Deanna Kiesel crossed yesterday's Race for the Cure finish line first in her division, but that victory was only part of the reason for her standing ovation during the awards ceremony at Fifth Third Field.
Her pink cap and T-shirt identified her as a breast cancer survivor, one of hundreds who ran or walked in yesterday's event.
Her five-kilometer time of 24:05 was best in the survivor's division of the run.
“It's overwhelming to see all of the people in the race and realize that that many people have been able to overcome cancer to the point where they're participants in the race,” said the Findlay elementary school guidance counselor, who was diagnosed four years ago.
Nearly 11,000 people ran or walked the five-kilometer and one-mile courses through downtown Toledo.
The ninth annual event raised hundreds of thousands of dollars for breast cancer screening, treatment, and prevention in northwest Ohio, race spokesman Dana Smith said.
David Mirth of Reynoldsburg won the men's overall with a time of 15:50. The women's overall winner was Theresa Mariea, of Toledo, who ran the race in 17:49.
Dozens of people lined the race course to encourage the runners.
As the pack passed Jackson Street on the Huron Street leg, a saxophone quartet of Bowling Green State University music students played on the median.
A block south, volunteer Sue Brace, a University of Toledo student, shouted encouragement. “Way to go, guys. Keep it up. Three more blocks,” she yelled.
“Thanks, that helps us,” one woman told her as she ran by.
At the finish line near Fifth Third Field, members of Erie, Mich., Girl Scout Troop 134 handed out pink roses to the survivors.
Caren Goldman of Holland carried her flower into the stadium for the awards ceremony. In her third Race for the Cure, Ms. Goldman has watched its popularity continually growing.
She said much of the race's appeal is the emotional uplift participants have when they're running in honor of a survivor, honoring the memory of someone who died from breast cancer, or feeling encouragement from the survivors.
“I think what's happening with this disease is the Baby Boom generation is coming of age. Everyone seems to know someone who has it,” she said.
For Kurt Haubrich, that someone was his wife, Tina. Diagnosed seven years ago with breast cancer, she's been cancer-free since and gave birth to their baby boy two months ago. The Toledo couple pushed his stroller in the one-mile walk.
The annual event is part of her cure, she said.
“It brings me luck when I walk with everybody,” she said. “It seems to be working.”
For Deborah Roberts of Toledo, the race is a reminder of the success of her treatment for her breast cancer, which was diagnosed in 1995.
“When I finish the race, I think about finishing my chemotherapy treatment,” she said.
For Ms. Kiesel, who trains for marathons, running has been part of her treatment.
“It was my emotional release,” she said.

*EXTRACTED INFORMATION*
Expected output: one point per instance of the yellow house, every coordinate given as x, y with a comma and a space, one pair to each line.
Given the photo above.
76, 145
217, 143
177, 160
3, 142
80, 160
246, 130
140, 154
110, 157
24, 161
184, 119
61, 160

*THINGS TO DO*
**a)** Please rewrite the paragraph in the race article that begins "For Kurt Haubrich, that someone was his wife" as a shorter version that keeps its main facts.
**b)** Reproduce the part of the race article that opens with the words containing "The ninth annual" and closes with "to the survivors.".

*ANSWERS IN ORDER*
**a)** Kurt Haubrich's wife, Tina, was diagnosed with breast cancer seven years ago and has been cancer-free since. Two months ago she gave birth to their son, and the Toledo couple pushed his stroller in the one-mile walk.

**b)**
The ninth annual event raised hundreds of thousands of dollars for breast cancer screening, treatment, and prevention in northwest Ohio, race spokesman Dana Smith said.
David Mirth of Reynoldsburg won the men's overall with a time of 15:50. The women's overall winner was Theresa Mariea, of Toledo, who ran the race in 17:49.
Dozens of people lined the race course to encourage the runners.
As the pack passed Jackson Street on the Huron Street leg, a saxophone quartet of Bowling Green State University music students played on the median.
A block south, volunteer Sue Brace, a University of Toledo student, shouted encouragement. “Way to go, guys. Keep it up. Three more blocks,” she yelled.
“Thanks, that helps us,” one woman told her as she ran by.
At the finish line near Fifth Third Field, members of Erie, Mich., Girl Scout Troop 134 handed out pink roses to the survivors.